-------- Data records --------
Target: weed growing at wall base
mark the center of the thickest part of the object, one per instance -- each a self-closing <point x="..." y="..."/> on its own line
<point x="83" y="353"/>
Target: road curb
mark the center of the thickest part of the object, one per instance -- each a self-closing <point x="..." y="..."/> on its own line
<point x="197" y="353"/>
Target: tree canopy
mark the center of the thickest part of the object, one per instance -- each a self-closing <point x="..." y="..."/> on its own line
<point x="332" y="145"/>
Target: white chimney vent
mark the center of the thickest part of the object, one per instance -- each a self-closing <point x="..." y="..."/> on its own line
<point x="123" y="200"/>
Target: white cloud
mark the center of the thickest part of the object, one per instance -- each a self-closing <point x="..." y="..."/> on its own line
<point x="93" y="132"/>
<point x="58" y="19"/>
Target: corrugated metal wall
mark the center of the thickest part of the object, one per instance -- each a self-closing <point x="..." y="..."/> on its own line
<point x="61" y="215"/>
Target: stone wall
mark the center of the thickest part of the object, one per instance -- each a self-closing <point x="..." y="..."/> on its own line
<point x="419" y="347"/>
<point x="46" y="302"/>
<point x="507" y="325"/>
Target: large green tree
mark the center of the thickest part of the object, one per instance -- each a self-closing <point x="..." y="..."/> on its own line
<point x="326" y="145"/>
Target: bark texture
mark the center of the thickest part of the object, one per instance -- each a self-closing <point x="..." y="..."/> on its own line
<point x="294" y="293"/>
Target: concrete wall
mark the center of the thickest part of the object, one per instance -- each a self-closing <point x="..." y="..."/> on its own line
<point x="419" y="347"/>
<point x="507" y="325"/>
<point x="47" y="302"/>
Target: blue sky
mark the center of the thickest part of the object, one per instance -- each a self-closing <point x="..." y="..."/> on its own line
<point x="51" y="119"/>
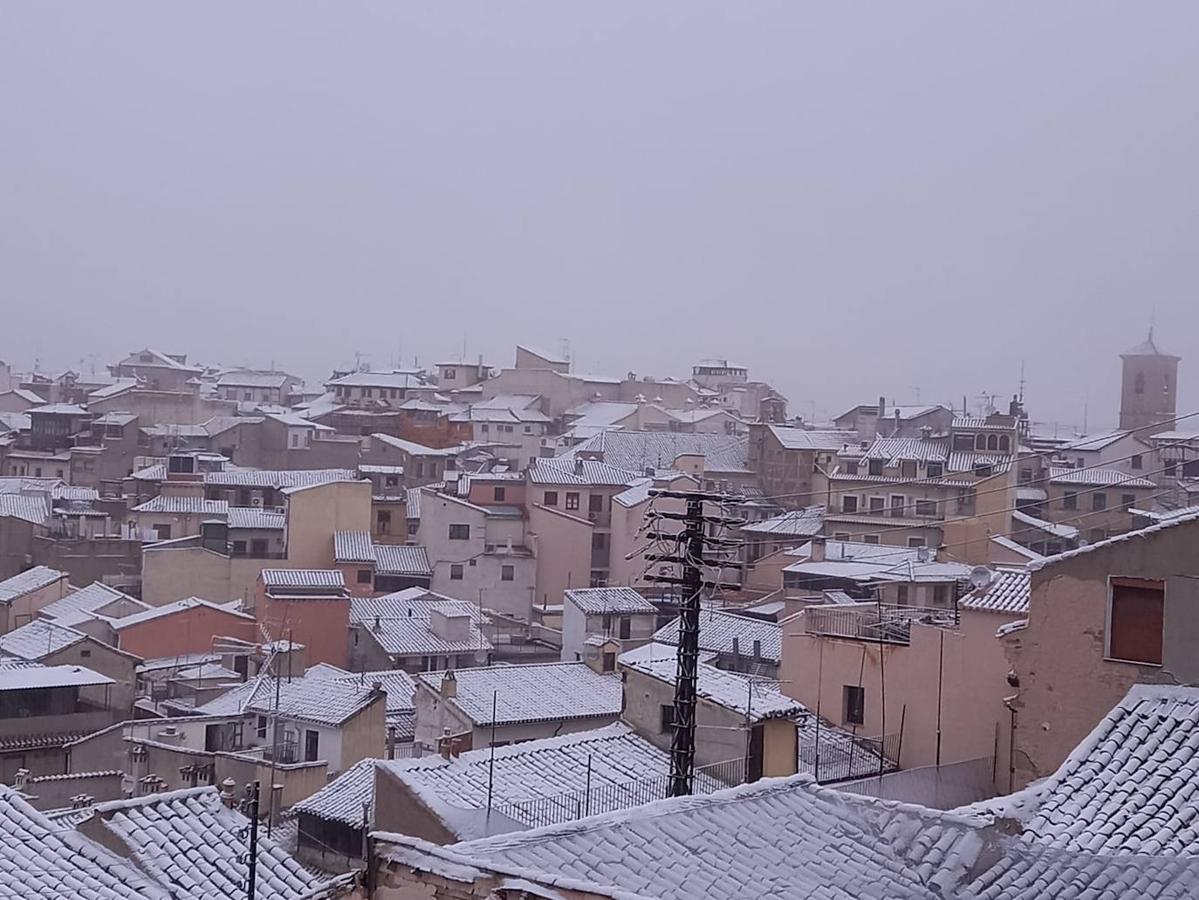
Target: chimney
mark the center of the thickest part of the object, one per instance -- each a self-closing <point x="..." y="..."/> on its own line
<point x="449" y="686"/>
<point x="817" y="550"/>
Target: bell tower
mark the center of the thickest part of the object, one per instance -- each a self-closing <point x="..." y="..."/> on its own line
<point x="1149" y="391"/>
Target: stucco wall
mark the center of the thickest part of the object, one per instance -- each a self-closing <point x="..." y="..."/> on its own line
<point x="1066" y="684"/>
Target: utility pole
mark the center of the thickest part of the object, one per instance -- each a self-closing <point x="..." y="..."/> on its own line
<point x="691" y="545"/>
<point x="253" y="844"/>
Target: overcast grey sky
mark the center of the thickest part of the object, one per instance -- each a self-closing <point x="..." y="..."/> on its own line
<point x="850" y="198"/>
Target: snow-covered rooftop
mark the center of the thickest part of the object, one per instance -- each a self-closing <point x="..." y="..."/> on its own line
<point x="544" y="692"/>
<point x="26" y="581"/>
<point x="598" y="600"/>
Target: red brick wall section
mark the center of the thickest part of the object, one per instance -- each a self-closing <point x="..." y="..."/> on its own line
<point x="185" y="632"/>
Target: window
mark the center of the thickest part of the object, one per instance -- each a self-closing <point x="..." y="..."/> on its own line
<point x="855" y="705"/>
<point x="1134" y="620"/>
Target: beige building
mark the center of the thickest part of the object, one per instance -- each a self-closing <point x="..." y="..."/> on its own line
<point x="1101" y="618"/>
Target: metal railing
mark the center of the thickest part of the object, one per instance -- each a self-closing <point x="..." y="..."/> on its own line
<point x="874" y="621"/>
<point x="609" y="797"/>
<point x="835" y="755"/>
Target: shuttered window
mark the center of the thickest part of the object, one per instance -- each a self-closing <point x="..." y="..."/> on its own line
<point x="1134" y="630"/>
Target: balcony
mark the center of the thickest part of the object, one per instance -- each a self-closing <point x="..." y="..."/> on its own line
<point x="880" y="623"/>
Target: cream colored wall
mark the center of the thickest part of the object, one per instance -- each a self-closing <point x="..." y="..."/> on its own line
<point x="24" y="608"/>
<point x="562" y="547"/>
<point x="172" y="574"/>
<point x="365" y="736"/>
<point x="315" y="513"/>
<point x="970" y="675"/>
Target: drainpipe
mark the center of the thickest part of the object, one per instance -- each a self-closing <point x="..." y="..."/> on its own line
<point x="1011" y="743"/>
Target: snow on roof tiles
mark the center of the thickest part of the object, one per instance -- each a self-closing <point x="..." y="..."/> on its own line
<point x="170" y="609"/>
<point x="1096" y="477"/>
<point x="1067" y="532"/>
<point x="1110" y="542"/>
<point x="757" y="699"/>
<point x="531" y="693"/>
<point x="303" y="578"/>
<point x="325" y="701"/>
<point x="598" y="600"/>
<point x="38" y="639"/>
<point x="278" y="478"/>
<point x="402" y="560"/>
<point x="638" y="451"/>
<point x="800" y="439"/>
<point x="247" y="517"/>
<point x="30" y="580"/>
<point x="796" y="523"/>
<point x="41" y="859"/>
<point x="34" y="509"/>
<point x="585" y="472"/>
<point x="188" y="841"/>
<point x="1007" y="592"/>
<point x="95" y="598"/>
<point x="717" y="630"/>
<point x="184" y="506"/>
<point x="1131" y="786"/>
<point x="528" y="773"/>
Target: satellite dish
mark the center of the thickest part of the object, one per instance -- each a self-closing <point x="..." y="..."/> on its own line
--------
**What you will do**.
Find "Target: beige building" in the entries above and copy that whole line exactly, then each line after it through the line that contains "Target: metal railing".

**Finished task**.
Target: beige building
mark the center of the thickest part of the object, one per instance -- each a self-closing <point x="..." y="..."/> on its own line
<point x="1101" y="618"/>
Target: metal railing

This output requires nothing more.